### Document segment
HEROIN EPIDEMIC IN AMERICA (Part 5)

Steven Kassels, M.D.

HEROIN EPIDEMIC IN AMERICA

I hope you have enjoyed the first four articles in this five part series on who and what to blame for the heroin epidemic in America. More importantly, I hope that by better understanding how and why the opioid epidemic came to be, the solutions presented will be considered and assist in developing greater insight and activism to address this scourge to society. If you have missed any prior articles in the October – January editions of The Sober World Magazine, you can easily review them by going to www. thesoberworld.com and go under past issues.

Mental Health Treatment or actually the lack thereof has contributed to the overall increase in illicit drug and alcohol use.

It is well documented that patients with mental illness are still greatly underserved, and despite some positive movement to increase treatment funding and access, the drastic cuts from the distant and recent past have not been eliminated. NAMI, the National Alliance on Mental Illness, released the report “State Mental Health Cuts: A National Crisis” which documents the drastic cuts implemented by states between 2009 and 2011 for spending for children and adults living with serious mental illness. These cuts led to significant reductions in community and hospital based mental health services, with a direct effect also on access to psychiatric medications and crisis services. The Medicaid funding issue is a complex analysis, but there is no question that too many patients are left without viable treatment options.

Also, in an article by the Pew Charitable Trusts, “Some States Retreat on Mental Health Funding”, Medicaid expansion “may also have persuaded some states to pull back funding for community mental health centers and other mental health initiatives, including school and substance abuse programs.”

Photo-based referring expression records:
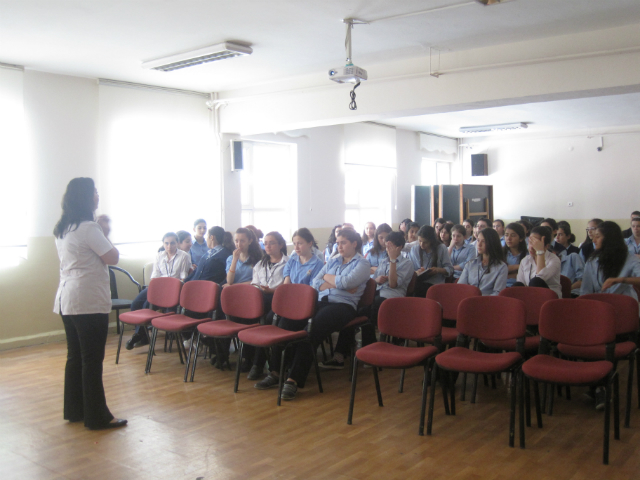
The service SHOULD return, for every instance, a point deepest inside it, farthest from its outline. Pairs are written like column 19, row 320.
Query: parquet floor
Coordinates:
column 202, row 430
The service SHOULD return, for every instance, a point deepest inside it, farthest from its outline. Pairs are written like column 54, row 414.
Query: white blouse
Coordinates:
column 84, row 278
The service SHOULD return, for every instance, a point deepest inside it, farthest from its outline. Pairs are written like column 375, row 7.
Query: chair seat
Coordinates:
column 546, row 368
column 177, row 323
column 223, row 328
column 269, row 335
column 382, row 354
column 622, row 350
column 141, row 317
column 531, row 344
column 464, row 360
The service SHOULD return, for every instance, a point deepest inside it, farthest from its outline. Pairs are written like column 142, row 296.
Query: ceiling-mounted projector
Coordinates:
column 348, row 74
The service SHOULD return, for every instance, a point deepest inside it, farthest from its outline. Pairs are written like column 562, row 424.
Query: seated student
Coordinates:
column 368, row 235
column 541, row 268
column 199, row 247
column 587, row 247
column 170, row 262
column 498, row 226
column 430, row 260
column 459, row 251
column 515, row 250
column 633, row 241
column 487, row 271
column 469, row 226
column 629, row 231
column 445, row 234
column 340, row 284
column 378, row 252
column 245, row 257
column 611, row 268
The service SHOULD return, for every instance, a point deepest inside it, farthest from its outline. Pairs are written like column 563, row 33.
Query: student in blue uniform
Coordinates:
column 514, row 251
column 430, row 259
column 487, row 271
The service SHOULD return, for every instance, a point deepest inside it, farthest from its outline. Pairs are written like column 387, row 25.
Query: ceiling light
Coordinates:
column 494, row 128
column 198, row 57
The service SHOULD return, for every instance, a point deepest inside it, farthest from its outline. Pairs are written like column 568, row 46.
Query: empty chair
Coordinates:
column 198, row 300
column 584, row 323
column 411, row 319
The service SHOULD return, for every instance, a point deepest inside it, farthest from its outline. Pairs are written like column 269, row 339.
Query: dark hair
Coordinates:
column 613, row 254
column 283, row 247
column 522, row 244
column 397, row 238
column 255, row 252
column 351, row 235
column 493, row 246
column 566, row 228
column 365, row 237
column 306, row 234
column 551, row 222
column 544, row 232
column 183, row 235
column 77, row 205
column 429, row 234
column 597, row 221
column 218, row 233
column 382, row 228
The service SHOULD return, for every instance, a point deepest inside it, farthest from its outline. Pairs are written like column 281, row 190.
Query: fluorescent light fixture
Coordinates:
column 494, row 128
column 198, row 57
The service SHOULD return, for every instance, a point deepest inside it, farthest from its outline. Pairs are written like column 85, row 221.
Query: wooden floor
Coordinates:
column 202, row 430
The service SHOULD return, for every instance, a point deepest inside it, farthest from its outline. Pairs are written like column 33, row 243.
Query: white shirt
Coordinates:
column 269, row 276
column 178, row 267
column 84, row 278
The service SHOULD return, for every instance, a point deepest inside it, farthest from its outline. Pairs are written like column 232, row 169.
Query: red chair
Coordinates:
column 241, row 302
column 587, row 323
column 409, row 318
column 492, row 318
column 199, row 297
column 626, row 309
column 163, row 293
column 295, row 302
column 565, row 285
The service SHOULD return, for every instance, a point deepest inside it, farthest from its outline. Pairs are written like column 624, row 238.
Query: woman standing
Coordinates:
column 84, row 302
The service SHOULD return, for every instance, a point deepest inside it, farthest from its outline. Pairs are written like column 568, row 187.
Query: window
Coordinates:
column 268, row 187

### Exercises to complete
1) Summarize the heroin epidemic article in two sentences.
2) Copy the stretch of the heroin epidemic article from "HEROIN EPIDEMIC IN AMERICA (Part" through "and alcohol use.".
3) Write what comes next in the heroin epidemic article, picking up after its final sentence.

### Answers below
1) This fifth part of a series on the heroin epidemic in America names the lack of mental health treatment as a contributor to the overall increase in illicit drug and alcohol use. A NAMI report documents drastic state cuts between 2009 and 2011 to spending for children and adults with serious mental illness, which reduced community and hospital-based services, and a Pew Charitable Trusts article says Medicaid expansion may have persuaded some states to pull back funding for community mental health centers and other initiatives.

2)
HEROIN EPIDEMIC IN AMERICA (Part 5)

Steven Kassels, M.D.

HEROIN EPIDEMIC IN AMERICA

I hope you have enjoyed the first four articles in this five part series on who and what to blame for the heroin epidemic in America. More importantly, I hope that by better understanding how and why the opioid epidemic came to be, the solutions presented will be considered and assist in developing greater insight and activism to address this scourge to society. If you have missed any prior articles in the October – January editions of The Sober World Magazine, you can easily review them by going to www. thesoberworld.com and go under past issues.

Mental Health Treatment or actually the lack thereof has contributed to the overall increase in illicit drug and alcohol use.

3)
The lack of access is not limited to the Medicaid insured population, as many commercial insurers also do not cover mental health services in parity with medical and surgical illnesses. In addition to private insurance companies not abiding by parity laws, the federal and state governments, who are responsible for overseeing compliance, apparently are not doing a good job. Despite laws, mental health coverage often falls short. It was also reported that “NAMI found that patients seeking mental health services from private insurers were denied coverage at a rate double than those seeking medical services … [and] patients encountered more barriers in getting psychiatric and substance use medications.”

Enough with the statistics! How does this lead to the heroin epidemic? Simply stated, patients with mental illness are no different than patients with a wide variety of complaints – they all want to feel better. However, when there are roadblocks related to funding and access to treatment and medication for psychiatric illnesses, patients look elsewhere to feel better. It is a well-known phenomenon that patients who cannot access care are more likely to self-medicate. So it should not surprise us that patients with depression, anxiety, bipolar illness and other psychiatric health issues reach for drugs that make them feel better: alcohol, stimulants such as cocaine, and opioids such as OxyContin or heroin are commonly used.

So we have now exposed another cause leading to the heroin/opioid crisis; but let’s focus on another solution. Federal and State Governments must enforce parity laws and we must increase access and funding for mental illness. As they say in the Midas commercial, “You can pay now or you can pay later, but you are going to pay.” Inadequate mental health treatment leads to substance use, crime, dysfunctional family dynamics and an overall increase in financial costs to society.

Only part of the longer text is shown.